== Working data ==
# # # # # # #

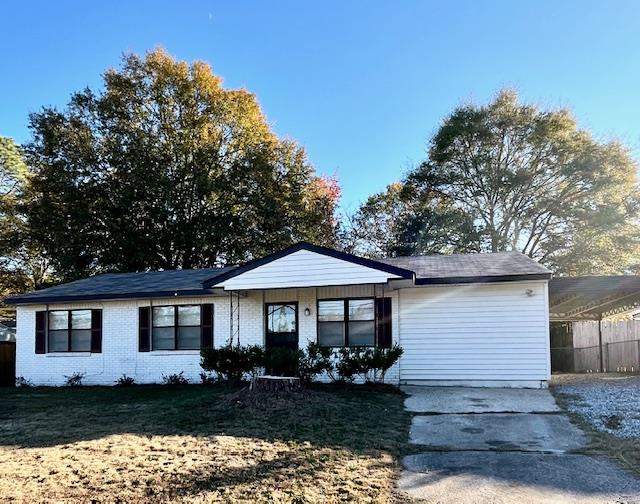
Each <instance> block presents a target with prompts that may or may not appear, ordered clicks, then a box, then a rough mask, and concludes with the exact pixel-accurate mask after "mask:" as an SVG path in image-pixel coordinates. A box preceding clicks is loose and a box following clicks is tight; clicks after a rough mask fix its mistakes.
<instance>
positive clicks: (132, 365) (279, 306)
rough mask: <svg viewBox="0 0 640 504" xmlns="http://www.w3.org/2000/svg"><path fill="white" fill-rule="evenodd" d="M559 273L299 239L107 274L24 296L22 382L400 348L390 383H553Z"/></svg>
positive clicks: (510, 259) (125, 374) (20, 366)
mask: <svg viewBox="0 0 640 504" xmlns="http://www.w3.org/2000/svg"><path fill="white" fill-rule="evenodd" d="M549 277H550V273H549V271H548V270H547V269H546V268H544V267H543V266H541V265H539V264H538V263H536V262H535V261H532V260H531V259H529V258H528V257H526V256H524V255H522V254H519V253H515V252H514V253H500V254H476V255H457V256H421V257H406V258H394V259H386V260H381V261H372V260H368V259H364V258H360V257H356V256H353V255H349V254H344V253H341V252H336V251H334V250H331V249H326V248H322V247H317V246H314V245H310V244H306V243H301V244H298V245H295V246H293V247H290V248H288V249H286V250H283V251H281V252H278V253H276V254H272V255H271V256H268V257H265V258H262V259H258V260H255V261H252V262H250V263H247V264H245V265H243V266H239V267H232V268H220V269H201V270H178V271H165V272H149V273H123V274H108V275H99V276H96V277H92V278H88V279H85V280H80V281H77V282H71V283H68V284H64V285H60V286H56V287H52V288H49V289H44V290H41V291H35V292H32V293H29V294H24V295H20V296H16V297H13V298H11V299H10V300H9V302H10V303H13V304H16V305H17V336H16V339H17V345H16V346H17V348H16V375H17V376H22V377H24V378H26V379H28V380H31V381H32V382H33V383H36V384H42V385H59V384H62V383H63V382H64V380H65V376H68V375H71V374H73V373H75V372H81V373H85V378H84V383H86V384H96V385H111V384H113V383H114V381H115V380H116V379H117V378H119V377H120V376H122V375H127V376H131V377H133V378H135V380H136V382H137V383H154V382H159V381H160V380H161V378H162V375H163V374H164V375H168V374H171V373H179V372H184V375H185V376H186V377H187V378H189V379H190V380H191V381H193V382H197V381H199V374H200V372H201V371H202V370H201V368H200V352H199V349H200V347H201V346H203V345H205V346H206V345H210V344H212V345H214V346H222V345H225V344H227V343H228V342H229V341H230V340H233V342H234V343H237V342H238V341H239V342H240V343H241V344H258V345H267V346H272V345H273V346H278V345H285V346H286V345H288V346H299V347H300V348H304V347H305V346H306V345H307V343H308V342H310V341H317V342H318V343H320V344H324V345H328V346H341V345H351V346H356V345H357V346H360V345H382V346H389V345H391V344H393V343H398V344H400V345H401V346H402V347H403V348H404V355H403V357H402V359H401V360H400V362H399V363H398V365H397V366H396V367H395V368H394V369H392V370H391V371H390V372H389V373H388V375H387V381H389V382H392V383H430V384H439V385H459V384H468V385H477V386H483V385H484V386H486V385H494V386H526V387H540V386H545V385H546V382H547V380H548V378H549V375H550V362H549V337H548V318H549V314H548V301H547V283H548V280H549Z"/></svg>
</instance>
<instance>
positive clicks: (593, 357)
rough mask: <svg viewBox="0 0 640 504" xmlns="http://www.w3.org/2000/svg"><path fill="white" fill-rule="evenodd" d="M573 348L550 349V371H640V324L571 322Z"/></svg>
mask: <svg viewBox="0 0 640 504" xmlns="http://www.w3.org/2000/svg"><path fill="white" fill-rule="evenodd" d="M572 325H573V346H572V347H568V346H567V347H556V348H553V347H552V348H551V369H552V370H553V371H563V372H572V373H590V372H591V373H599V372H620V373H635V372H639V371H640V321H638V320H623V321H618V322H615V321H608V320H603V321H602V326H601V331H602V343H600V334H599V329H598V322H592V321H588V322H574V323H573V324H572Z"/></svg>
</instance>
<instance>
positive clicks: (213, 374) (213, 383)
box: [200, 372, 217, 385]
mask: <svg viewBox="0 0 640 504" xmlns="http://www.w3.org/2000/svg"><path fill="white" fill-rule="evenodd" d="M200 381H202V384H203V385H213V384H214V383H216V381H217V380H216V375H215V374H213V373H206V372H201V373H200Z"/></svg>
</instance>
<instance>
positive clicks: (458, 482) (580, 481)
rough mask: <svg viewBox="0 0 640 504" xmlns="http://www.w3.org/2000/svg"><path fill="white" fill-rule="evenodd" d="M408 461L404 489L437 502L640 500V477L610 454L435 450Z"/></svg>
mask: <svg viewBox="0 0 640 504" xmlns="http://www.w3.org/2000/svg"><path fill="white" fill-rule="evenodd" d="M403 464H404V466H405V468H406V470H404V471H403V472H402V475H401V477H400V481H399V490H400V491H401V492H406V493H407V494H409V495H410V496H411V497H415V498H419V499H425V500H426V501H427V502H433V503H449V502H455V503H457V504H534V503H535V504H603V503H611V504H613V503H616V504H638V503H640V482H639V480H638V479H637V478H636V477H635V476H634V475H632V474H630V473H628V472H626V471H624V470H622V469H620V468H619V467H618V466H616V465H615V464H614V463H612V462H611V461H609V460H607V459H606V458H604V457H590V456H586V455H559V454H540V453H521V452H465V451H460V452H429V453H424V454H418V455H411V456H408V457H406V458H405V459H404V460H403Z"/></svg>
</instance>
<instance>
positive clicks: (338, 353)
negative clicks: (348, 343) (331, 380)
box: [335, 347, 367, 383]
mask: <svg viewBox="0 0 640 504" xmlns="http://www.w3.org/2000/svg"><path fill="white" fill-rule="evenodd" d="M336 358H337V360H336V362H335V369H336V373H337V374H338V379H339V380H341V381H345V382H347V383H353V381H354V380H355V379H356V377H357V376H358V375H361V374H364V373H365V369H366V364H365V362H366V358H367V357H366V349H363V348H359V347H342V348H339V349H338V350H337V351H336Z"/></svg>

# # # # # # #

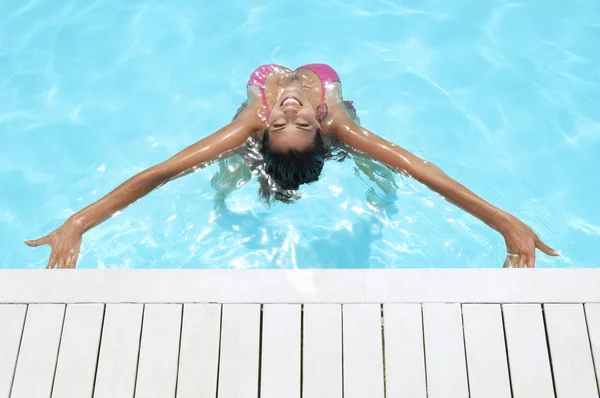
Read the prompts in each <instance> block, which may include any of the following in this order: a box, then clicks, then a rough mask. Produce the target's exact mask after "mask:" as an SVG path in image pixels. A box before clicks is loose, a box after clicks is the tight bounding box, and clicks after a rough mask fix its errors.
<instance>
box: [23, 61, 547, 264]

# # # # # # #

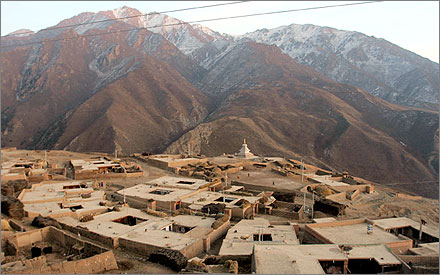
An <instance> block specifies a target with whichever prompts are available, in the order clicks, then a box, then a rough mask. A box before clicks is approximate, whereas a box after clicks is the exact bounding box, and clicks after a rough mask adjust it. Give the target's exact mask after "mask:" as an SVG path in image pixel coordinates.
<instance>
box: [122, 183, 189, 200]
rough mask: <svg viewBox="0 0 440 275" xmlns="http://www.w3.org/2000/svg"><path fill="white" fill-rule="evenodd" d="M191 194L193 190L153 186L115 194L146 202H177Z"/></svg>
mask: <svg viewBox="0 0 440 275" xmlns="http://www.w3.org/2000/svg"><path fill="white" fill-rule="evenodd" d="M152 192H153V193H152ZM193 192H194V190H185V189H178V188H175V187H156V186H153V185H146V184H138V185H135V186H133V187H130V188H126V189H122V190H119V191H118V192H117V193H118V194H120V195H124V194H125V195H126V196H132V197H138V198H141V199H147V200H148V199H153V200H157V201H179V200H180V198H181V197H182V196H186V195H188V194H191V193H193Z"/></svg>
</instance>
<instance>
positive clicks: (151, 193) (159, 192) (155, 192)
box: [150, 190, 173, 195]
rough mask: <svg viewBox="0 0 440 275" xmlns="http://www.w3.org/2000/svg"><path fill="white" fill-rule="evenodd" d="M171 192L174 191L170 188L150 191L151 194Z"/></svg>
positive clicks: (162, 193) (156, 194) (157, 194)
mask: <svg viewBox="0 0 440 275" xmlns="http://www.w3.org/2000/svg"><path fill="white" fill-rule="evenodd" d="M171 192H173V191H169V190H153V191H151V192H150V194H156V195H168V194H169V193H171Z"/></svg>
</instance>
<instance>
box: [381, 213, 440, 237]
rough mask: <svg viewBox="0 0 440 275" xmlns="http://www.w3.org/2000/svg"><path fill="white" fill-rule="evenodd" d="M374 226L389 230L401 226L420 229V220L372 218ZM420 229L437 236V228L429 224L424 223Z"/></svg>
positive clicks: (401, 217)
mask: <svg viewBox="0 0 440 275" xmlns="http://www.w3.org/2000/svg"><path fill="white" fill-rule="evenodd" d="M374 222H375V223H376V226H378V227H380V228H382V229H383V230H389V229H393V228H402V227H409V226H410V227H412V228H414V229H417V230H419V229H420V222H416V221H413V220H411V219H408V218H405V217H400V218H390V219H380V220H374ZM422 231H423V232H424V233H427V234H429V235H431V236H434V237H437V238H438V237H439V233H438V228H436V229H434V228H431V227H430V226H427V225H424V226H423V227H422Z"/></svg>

# # # # # # #

== Exercise instructions ==
Identify every line in the data above that contains the word "positive", matching case exactly, and copy each of those lines in full.

== Exercise response ==
positive clicks: (132, 365) (279, 306)
positive clicks: (510, 259) (125, 374) (20, 366)
positive clicks: (593, 357)
positive clicks: (213, 374) (213, 383)
positive clicks: (458, 482) (580, 481)
positive clicks: (338, 353)
positive clicks: (151, 193) (159, 192) (155, 192)
positive clicks: (162, 193) (156, 194) (157, 194)
positive clicks: (401, 217)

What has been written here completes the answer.